RECORDS SUPPLIED
*****

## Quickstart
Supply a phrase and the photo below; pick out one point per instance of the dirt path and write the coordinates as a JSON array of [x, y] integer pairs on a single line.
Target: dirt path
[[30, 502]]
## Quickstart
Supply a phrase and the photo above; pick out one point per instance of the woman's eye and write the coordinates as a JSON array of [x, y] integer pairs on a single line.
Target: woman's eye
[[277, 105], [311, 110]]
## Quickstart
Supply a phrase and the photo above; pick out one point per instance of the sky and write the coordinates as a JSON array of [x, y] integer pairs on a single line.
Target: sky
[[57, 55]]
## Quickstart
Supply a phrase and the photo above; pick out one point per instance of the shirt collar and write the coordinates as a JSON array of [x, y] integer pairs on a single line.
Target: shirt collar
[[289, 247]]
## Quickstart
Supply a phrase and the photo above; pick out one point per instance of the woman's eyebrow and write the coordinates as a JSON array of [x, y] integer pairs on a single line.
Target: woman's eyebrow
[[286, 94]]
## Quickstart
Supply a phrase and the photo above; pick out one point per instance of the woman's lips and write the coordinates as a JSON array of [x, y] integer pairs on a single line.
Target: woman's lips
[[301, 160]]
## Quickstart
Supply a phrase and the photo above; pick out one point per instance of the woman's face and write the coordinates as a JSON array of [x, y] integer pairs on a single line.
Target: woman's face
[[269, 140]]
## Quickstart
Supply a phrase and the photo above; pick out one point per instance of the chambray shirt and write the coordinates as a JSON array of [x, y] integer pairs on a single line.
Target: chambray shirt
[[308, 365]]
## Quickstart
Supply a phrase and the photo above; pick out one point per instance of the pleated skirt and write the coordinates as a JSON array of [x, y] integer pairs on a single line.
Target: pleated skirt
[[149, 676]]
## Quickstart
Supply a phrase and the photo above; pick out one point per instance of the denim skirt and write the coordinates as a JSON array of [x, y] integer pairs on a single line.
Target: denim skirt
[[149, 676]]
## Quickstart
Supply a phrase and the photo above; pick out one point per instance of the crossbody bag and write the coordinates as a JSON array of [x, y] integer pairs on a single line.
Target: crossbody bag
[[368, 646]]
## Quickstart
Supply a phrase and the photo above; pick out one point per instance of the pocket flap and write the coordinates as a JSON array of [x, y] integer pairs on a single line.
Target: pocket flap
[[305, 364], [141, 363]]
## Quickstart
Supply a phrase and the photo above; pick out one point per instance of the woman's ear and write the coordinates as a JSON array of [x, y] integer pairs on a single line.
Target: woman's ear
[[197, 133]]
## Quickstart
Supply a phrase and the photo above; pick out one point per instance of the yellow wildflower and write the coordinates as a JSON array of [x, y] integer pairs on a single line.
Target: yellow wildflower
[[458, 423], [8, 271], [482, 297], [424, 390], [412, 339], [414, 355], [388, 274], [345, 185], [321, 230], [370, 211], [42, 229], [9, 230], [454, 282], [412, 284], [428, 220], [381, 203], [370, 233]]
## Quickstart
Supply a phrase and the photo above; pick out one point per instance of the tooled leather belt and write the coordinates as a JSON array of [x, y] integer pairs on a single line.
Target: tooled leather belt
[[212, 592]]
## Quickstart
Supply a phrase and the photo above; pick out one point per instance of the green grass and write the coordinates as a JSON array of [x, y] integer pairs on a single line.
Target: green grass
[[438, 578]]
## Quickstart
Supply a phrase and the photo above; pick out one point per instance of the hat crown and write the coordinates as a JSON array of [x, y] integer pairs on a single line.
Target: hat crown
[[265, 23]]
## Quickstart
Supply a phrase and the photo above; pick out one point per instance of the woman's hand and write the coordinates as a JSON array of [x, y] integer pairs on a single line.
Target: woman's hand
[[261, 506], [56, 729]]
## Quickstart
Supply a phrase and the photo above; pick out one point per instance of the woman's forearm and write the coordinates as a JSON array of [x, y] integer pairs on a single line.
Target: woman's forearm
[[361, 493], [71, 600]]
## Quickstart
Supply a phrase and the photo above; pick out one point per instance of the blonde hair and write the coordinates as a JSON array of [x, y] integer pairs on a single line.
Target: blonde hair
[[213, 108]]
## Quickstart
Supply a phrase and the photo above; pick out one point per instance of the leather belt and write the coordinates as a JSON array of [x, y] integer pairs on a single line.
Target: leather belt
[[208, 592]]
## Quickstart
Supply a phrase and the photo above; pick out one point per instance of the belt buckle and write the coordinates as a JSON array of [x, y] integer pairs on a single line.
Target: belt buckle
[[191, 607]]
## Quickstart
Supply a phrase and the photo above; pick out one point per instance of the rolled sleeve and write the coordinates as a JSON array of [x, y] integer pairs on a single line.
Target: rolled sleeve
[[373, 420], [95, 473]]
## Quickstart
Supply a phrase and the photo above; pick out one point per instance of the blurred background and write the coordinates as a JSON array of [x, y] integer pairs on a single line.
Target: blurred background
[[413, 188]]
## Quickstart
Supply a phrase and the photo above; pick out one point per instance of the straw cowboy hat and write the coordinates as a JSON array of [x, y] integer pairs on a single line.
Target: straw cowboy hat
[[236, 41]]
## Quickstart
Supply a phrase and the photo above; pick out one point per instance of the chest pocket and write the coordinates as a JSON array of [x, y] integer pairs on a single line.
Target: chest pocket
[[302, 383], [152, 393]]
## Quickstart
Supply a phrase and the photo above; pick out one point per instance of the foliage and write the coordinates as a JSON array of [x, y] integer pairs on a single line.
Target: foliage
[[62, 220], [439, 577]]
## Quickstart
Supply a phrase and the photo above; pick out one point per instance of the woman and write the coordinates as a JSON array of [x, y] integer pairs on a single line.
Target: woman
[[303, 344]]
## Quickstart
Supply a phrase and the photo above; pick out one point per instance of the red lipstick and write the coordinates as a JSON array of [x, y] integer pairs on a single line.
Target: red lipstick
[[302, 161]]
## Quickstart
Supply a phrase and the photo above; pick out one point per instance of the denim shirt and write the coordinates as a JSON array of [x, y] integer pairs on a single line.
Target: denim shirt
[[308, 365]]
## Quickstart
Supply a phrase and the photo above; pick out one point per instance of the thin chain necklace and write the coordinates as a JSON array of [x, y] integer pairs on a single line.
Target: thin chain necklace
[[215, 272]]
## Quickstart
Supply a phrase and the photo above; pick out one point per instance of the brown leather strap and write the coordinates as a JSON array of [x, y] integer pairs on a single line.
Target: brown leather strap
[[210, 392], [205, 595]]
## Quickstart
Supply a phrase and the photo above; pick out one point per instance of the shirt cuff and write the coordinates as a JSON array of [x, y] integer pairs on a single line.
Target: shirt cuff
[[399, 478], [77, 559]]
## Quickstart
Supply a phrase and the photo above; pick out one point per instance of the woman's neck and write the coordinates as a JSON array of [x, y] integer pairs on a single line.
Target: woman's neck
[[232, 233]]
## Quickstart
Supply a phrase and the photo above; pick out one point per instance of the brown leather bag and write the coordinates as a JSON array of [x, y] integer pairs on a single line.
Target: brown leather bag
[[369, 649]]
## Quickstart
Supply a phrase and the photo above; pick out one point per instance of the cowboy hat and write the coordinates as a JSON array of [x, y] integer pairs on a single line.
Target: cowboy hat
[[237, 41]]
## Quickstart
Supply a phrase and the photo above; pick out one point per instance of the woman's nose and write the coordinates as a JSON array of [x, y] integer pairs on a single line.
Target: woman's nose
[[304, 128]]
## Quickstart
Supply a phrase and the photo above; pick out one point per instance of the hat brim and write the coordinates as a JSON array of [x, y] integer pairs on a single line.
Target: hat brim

*****

SET PROBLEM
Give the entries once more, exactly as they appear.

REPLY
## Quickstart
Supply a phrase and the photo below; pick out one point per instance of the dirt path and write the coordinates as a JSON array of [x, y] integer pairs on a single line.
Target: dirt path
[[30, 502]]
## Quickstart
Supply a phrase and the photo above; pick out one point per instance of the woman's eye and write the coordinates as a JSON array of [x, y] integer pairs on a single line.
Target: woman's eye
[[277, 105], [311, 110]]
## Quickstart
Supply a phrase and the photo above; pick out one point per instance of the sky and write the coordinates as a JSON array of [x, y] integer pairs on a single line.
Target: sky
[[57, 55]]
## Quickstart
Supply a phrase and the photo above; pick out one point per instance of the shirt collar and write the coordinates as a JSON array of [x, y] integer pairs on a single line.
Target: shirt collar
[[289, 247]]
## Quickstart
Supply a phrase and the photo above; pick out one point per instance of the woman's eyebrow and write the coordinates as a JSON array of [x, y] integer pairs on a single line.
Target: woman's eyebrow
[[286, 94]]
## Quickstart
Supply a phrase and the photo above; pick out one point per instance of the woman's lips and write the coordinates as a JSON array of [x, y] integer pairs on a single line.
Target: woman's lips
[[301, 160]]
## Quickstart
Supply a phrase and the photo above; pick out one point per instance of the woman's face and write the coordinates as a JSON array of [x, y] integer pairs on a single line.
Target: woman's face
[[269, 140]]
## Quickstart
Supply a phrase and the photo above; pick out one point per instance of the chambray shirt and write the coordinates as a JSON array of [x, y] integer pairs on a single line.
Target: chambray shirt
[[308, 365]]
## Quickstart
Supply a phrase and the photo above; pick out one point per instance of the pleated skirt and write the coordinates as a JSON array of [x, y] integer pairs on a single line.
Target: pleated skirt
[[149, 676]]
## Quickstart
Supply a phrase and the photo above; pick out one point per instance of the denim skirt and write the coordinates as a JSON array of [x, y] integer pairs on a single line.
Target: denim skirt
[[149, 676]]
## Quickstart
Supply a phrase and the photo above; pick out one point per instance of the crossbody bag and write the coordinates as a JSON array of [x, y] integer pairs on a single line.
Target: crossbody bag
[[368, 646]]
## Quickstart
Supply a phrase and the photo above; pick out one point per instance of the pocket flap and write the coordinates as a JSON array of [x, y] integer pairs on a single line.
Target: pocket flap
[[305, 364], [141, 363]]
## Quickstart
Supply a phrase and the photo above; pick out one point per instance of the woman's ear and write the coordinates as a JSON array of [x, y] integer pairs on a single line.
Target: woman's ear
[[197, 133]]
## Quickstart
Supply a phrase and the photo above; pick out one point per instance of the yellow wildflower and write the coordinates as a JSON array of [x, y] integer pairs on a single line.
Target: yellow wildflower
[[458, 423], [8, 271], [482, 297], [424, 390], [412, 339], [414, 355], [388, 274], [345, 185], [321, 230], [370, 211], [42, 229], [9, 230], [454, 282], [412, 284], [428, 220], [381, 203], [370, 233]]
## Quickstart
Supply a phrase and the photo above; pick out one point per instance of the tooled leather belt and write the coordinates as a JSON array of [x, y] integer pairs on a single line.
Target: tooled leather belt
[[212, 592]]
## Quickstart
Supply a phrase and the photo above; pick out one point per instance of the green grass and write the coordinates as a JSON array of [x, y] integer pairs on a single line.
Target: green grass
[[438, 578]]
## Quickstart
Supply a phrase and the photo above; pick out one point per instance of the hat crown and write the coordinates as a JSON array of [x, y] integer pairs on a single line.
Target: hat crown
[[265, 23]]
## Quickstart
Supply a phrase and the photo above; pick out one point per instance of the woman's hand and write the coordinates as a JSON array of [x, y] integer pairs on a single line.
Target: woman's hand
[[261, 506], [56, 729]]
## Quickstart
Supply a phrase and the photo above; pick out one point per instance of the woman's forearm and write the coordinates as a JSON array of [x, y] integer pairs on a single line.
Target: woman's forearm
[[361, 493], [71, 600]]
## Quickstart
Supply a phrase and the photo above; pick out one point per instance of the blonde hair and write the coordinates as a JSON array of [x, y] integer pairs on a single line.
Target: blonde hair
[[213, 108]]
## Quickstart
Supply a phrase and the photo above; pick out one point per instance of the leather belt and write the coordinates as a JSON array of [x, y] integer pairs on a single line.
Target: leather belt
[[208, 592]]
## Quickstart
Supply a phrase and the photo above; pick out one point per instance of the belt buckle and write the coordinates as a JSON array of [x, y] integer pairs on a single line.
Target: belt buckle
[[191, 607]]
## Quickstart
Supply a phrase and the photo above; pick out one point per instance of the rolled sleeve and write the coordinates as a JSON array of [x, y] integer pairs on a single line.
Target: rolled sleeve
[[373, 420], [95, 473]]
## Quickstart
Supply a phrase and the photo above; pick out one point per instance of the blurred background and write the coordinates as a JSON array of [x, y] integer pairs on a single line.
Target: blurred background
[[413, 188]]
## Quickstart
Supply a phrase and the photo above; pick out one point per instance of the straw cowboy hat and write the coordinates as a JSON array of [x, y] integer pairs on a single line.
Target: straw cowboy hat
[[236, 41]]
## Quickstart
Supply a phrase and the photo above; pick out one point per instance of the chest pocket and write the coordinates as a JSON array of [x, y] integer pairs on a single line.
Target: chest pocket
[[302, 383], [152, 393]]
## Quickstart
Supply a phrase and the photo above; pick out one point per instance of the foliage and write the coordinates as a JSON array of [x, y] integer pairs on a single line.
Target: foliage
[[62, 220], [439, 577]]
## Quickstart
Supply a phrase and the photo above; pick out one point per instance of the woman and write the coordinates as a JSON array of [x, y] integer pairs on a single line.
Target: woman
[[303, 344]]
## Quickstart
Supply a phrase and the photo above; pick out one point per instance of the red lipstick and write the coordinates as a JSON array of [x, y] integer pairs on a single line.
Target: red lipstick
[[302, 161]]
## Quickstart
Supply a phrase and the photo above; pick out one point per instance of the denim shirt and write the coordinates as a JSON array of [x, y] integer pairs on a single line.
Target: denim shirt
[[308, 365]]
## Quickstart
Supply a phrase and the photo above; pick out one point per instance of the thin chain necklace and write the coordinates as a JSON array of [x, y] integer pairs on a single line.
Target: thin chain necklace
[[215, 272]]
## Quickstart
Supply a phrase and the photo above; pick out one point per instance of the brown leather strap and write the coordinates as a JSON array of [x, y] integer pairs on a single line.
Target: brown leather strap
[[210, 392], [205, 595]]
## Quickstart
Supply a phrase and the photo above; pick out one point per instance of the shirt cuff and write the coordinates as a JSON array of [x, y] integer pairs on a single line.
Target: shirt cuff
[[399, 478], [77, 559]]
## Quickstart
Supply a phrase and the photo above; pick out one point per instance of the woman's neck and write the coordinates as a JSON array of [x, y] integer pairs on a single line.
Target: woman's neck
[[232, 233]]
## Quickstart
Supply a phrase and the photo above; pick out one point per instance of the brown leather bag and write the coordinates as a JSON array of [x, y] integer pairs on a single line.
Target: brown leather bag
[[369, 649]]
## Quickstart
Supply a phrase and the photo above; pick out one point per instance of the cowboy hat and write the coordinates as a JSON array of [x, y] integer pairs on a single line.
Target: cowboy hat
[[237, 41]]
## Quickstart
Supply a phrase and the photo above; pick out one point per instance of the woman's nose and write the coordinates as a JSON array of [x, y] integer pairs on a single line.
Target: woman's nose
[[304, 128]]
## Quickstart
Supply a phrase and the photo above; pick out one point per instance of the hat brim and write the coordinates as a JSON array of [x, y] integer pairs on a single line.
Target: hat brim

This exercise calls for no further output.